### EXERCISE DIRECTIONS:
Skip all pictures, then print the remaining material exactly.

### SUPPLIED DATA:
--- BEGIN ---

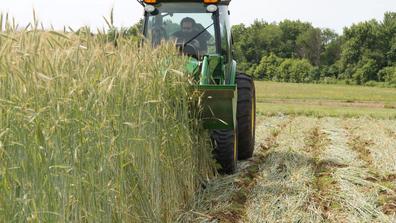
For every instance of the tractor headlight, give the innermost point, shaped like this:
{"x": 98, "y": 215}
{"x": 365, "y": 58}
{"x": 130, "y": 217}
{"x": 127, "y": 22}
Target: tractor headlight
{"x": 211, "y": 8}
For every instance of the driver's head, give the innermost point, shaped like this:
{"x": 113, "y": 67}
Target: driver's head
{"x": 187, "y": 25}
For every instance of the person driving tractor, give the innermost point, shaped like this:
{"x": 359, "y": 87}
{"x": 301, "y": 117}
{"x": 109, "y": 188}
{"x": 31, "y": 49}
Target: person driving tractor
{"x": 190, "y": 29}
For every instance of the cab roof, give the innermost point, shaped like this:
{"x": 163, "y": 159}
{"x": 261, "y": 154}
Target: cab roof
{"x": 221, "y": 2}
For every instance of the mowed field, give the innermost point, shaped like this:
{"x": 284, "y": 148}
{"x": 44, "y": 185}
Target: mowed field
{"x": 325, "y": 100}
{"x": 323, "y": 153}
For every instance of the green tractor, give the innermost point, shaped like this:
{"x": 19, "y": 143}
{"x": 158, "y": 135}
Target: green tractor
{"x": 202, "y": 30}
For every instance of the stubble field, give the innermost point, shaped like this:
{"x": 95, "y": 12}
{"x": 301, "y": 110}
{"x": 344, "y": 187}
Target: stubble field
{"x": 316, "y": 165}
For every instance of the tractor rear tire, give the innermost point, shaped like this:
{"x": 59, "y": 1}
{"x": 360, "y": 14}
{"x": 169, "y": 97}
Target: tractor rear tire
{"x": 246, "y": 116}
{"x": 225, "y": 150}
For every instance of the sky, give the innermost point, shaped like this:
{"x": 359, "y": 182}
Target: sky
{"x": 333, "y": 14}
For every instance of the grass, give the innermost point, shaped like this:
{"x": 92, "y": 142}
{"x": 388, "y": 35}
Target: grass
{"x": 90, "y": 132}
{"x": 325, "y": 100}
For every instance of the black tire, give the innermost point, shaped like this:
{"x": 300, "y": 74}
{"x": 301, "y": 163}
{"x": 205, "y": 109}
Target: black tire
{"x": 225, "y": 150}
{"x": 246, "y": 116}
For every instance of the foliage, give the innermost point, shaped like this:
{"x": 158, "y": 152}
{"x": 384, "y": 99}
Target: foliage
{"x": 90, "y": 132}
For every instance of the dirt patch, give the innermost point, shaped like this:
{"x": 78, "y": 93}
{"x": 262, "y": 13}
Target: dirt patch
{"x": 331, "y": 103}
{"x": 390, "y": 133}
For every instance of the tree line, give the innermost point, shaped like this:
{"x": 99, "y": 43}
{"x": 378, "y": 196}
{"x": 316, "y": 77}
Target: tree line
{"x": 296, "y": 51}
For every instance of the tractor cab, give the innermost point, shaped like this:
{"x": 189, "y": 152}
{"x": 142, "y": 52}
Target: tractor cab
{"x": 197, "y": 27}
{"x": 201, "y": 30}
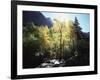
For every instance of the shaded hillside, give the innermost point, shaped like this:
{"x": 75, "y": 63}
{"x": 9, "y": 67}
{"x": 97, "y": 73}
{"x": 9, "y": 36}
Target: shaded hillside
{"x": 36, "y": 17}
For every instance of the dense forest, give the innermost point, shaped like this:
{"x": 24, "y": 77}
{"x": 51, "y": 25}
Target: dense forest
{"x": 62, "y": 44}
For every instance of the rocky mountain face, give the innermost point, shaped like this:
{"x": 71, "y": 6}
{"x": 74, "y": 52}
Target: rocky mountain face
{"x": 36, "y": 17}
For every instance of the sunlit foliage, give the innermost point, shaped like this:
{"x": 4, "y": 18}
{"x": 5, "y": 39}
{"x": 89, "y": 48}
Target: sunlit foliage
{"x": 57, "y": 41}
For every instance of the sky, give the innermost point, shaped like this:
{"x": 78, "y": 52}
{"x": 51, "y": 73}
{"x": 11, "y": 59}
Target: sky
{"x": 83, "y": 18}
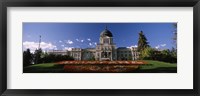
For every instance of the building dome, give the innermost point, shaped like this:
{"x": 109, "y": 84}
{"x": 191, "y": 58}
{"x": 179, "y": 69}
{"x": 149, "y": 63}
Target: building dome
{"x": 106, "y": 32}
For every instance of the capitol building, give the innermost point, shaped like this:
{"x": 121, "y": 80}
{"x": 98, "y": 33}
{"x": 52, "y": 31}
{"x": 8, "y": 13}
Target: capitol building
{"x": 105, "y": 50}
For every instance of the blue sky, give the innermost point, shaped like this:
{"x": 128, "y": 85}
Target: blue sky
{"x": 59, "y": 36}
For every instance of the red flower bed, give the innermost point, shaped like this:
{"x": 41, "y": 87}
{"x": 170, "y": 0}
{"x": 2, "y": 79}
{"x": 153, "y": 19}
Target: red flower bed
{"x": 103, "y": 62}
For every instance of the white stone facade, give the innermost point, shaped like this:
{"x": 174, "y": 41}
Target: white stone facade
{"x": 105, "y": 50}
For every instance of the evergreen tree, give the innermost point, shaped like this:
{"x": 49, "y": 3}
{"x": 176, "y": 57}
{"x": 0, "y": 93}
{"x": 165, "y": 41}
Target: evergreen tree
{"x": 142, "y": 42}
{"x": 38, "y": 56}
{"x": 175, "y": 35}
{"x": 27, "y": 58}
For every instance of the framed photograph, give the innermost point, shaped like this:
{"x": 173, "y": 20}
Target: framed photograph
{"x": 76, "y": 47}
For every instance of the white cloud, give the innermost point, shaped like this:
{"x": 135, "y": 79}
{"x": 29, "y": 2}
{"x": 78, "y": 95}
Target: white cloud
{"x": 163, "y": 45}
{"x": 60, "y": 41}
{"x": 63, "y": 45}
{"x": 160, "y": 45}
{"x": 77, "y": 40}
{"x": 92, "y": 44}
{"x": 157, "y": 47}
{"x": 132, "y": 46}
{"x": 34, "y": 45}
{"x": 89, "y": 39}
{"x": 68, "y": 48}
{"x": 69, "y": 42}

--- END ---

### EXERCISE RESPONSE:
For every instance of the tractor headlight, give the innermost point, shaped like this:
{"x": 98, "y": 215}
{"x": 365, "y": 58}
{"x": 130, "y": 217}
{"x": 127, "y": 22}
Target: tractor headlight
{"x": 211, "y": 8}
For every instance of the driver's head, give the innermost point, shaped like this:
{"x": 113, "y": 67}
Target: driver's head
{"x": 187, "y": 25}
For every instance of the person driving tractor, give the innermost point, shaped like this:
{"x": 359, "y": 87}
{"x": 301, "y": 117}
{"x": 109, "y": 188}
{"x": 31, "y": 49}
Target: person driving tractor
{"x": 190, "y": 29}
For every instance of the cab roof, give the innermost point, shaped like this:
{"x": 163, "y": 159}
{"x": 261, "y": 154}
Target: cab roof
{"x": 221, "y": 2}
For every instance of the mowed field, give the innermost point, shaped like this:
{"x": 284, "y": 148}
{"x": 44, "y": 185}
Target: mowed field
{"x": 325, "y": 100}
{"x": 323, "y": 153}
For every instance of the green tractor, give the innermost point, shaped like this:
{"x": 19, "y": 143}
{"x": 158, "y": 135}
Target: green tractor
{"x": 202, "y": 30}
For every instance of the stubble field, give the innermost point, shaped like this:
{"x": 95, "y": 12}
{"x": 301, "y": 110}
{"x": 344, "y": 187}
Target: stubble field
{"x": 316, "y": 165}
For every instance of the tractor rear tire, give the innermost point, shaped like this:
{"x": 59, "y": 1}
{"x": 360, "y": 14}
{"x": 169, "y": 97}
Target: tractor rear tire
{"x": 246, "y": 116}
{"x": 225, "y": 150}
For every instance of the sky, give the innermost point, shaped like this:
{"x": 359, "y": 182}
Target: sky
{"x": 333, "y": 14}
For every instance of the grass, give the innermost point, shaped like this:
{"x": 92, "y": 142}
{"x": 388, "y": 35}
Target: grass
{"x": 90, "y": 132}
{"x": 325, "y": 100}
For every instance of the black tire, give the innermost point, shaped like this:
{"x": 300, "y": 74}
{"x": 301, "y": 163}
{"x": 205, "y": 109}
Target: black tire
{"x": 225, "y": 150}
{"x": 246, "y": 116}
For every instance of the foliage, give the innermost point, shaped like this:
{"x": 158, "y": 152}
{"x": 384, "y": 99}
Target: foliage
{"x": 90, "y": 132}
For every instance of the dirt patch, give the innermost point, shaped like this:
{"x": 78, "y": 93}
{"x": 262, "y": 13}
Target: dirt patch
{"x": 331, "y": 103}
{"x": 390, "y": 133}
For every instance of the tree line, give the innermost point, shaped like this:
{"x": 99, "y": 43}
{"x": 378, "y": 196}
{"x": 316, "y": 77}
Target: tree line
{"x": 296, "y": 51}
For every instance of the tractor cab, give the innermost point, shaped like this:
{"x": 189, "y": 152}
{"x": 142, "y": 52}
Target: tractor cab
{"x": 197, "y": 27}
{"x": 201, "y": 30}
For every instance of the shaded hillside, give the innermost point, shaped like this:
{"x": 75, "y": 63}
{"x": 9, "y": 67}
{"x": 97, "y": 73}
{"x": 9, "y": 36}
Target: shaded hillside
{"x": 36, "y": 17}
For every instance of the dense forest, give the innermost point, shaped like this:
{"x": 24, "y": 77}
{"x": 51, "y": 25}
Target: dense forest
{"x": 62, "y": 44}
For every instance of the rocky mountain face, give the innermost point, shaped like this:
{"x": 71, "y": 6}
{"x": 74, "y": 52}
Target: rocky mountain face
{"x": 36, "y": 17}
For every instance of the sunlit foliage, give the innermost point, shaped like this:
{"x": 4, "y": 18}
{"x": 5, "y": 39}
{"x": 89, "y": 48}
Target: sunlit foliage
{"x": 57, "y": 41}
For every instance of the sky, give the innermost point, shaped like this:
{"x": 78, "y": 52}
{"x": 51, "y": 73}
{"x": 11, "y": 59}
Target: sky
{"x": 83, "y": 18}
For every instance of the building dome, give the innermost point, shaped like this:
{"x": 109, "y": 84}
{"x": 191, "y": 58}
{"x": 179, "y": 69}
{"x": 149, "y": 63}
Target: building dome
{"x": 106, "y": 32}
For every instance of the capitol building, give the innermost point, shaped like this:
{"x": 121, "y": 80}
{"x": 98, "y": 33}
{"x": 52, "y": 31}
{"x": 8, "y": 13}
Target: capitol building
{"x": 105, "y": 50}
For every instance of the blue sky, give the innermost point, shaped like this:
{"x": 128, "y": 85}
Target: blue sky
{"x": 59, "y": 36}
For every instance of the red flower bed, give the innermost point, shaped like this:
{"x": 41, "y": 87}
{"x": 170, "y": 0}
{"x": 2, "y": 79}
{"x": 153, "y": 19}
Target: red flower bed
{"x": 103, "y": 62}
For every instance of the white stone facade, give the innermost point, shaped like this:
{"x": 174, "y": 41}
Target: white stone facade
{"x": 105, "y": 50}
For every instance of the evergreen tree, give the innermost point, shaped like this:
{"x": 49, "y": 3}
{"x": 176, "y": 57}
{"x": 0, "y": 93}
{"x": 165, "y": 41}
Target: evergreen tree
{"x": 142, "y": 42}
{"x": 38, "y": 56}
{"x": 175, "y": 35}
{"x": 27, "y": 58}
For every instance of the framed photograph, give the innermost point, shaped like this:
{"x": 173, "y": 20}
Target: framed photograph
{"x": 76, "y": 47}
For every instance of the white cloud, give the innermost point, shaped like this:
{"x": 135, "y": 79}
{"x": 29, "y": 2}
{"x": 78, "y": 95}
Target: white cloud
{"x": 163, "y": 45}
{"x": 60, "y": 41}
{"x": 63, "y": 45}
{"x": 160, "y": 45}
{"x": 77, "y": 40}
{"x": 92, "y": 44}
{"x": 157, "y": 47}
{"x": 132, "y": 46}
{"x": 34, "y": 45}
{"x": 89, "y": 39}
{"x": 68, "y": 48}
{"x": 69, "y": 42}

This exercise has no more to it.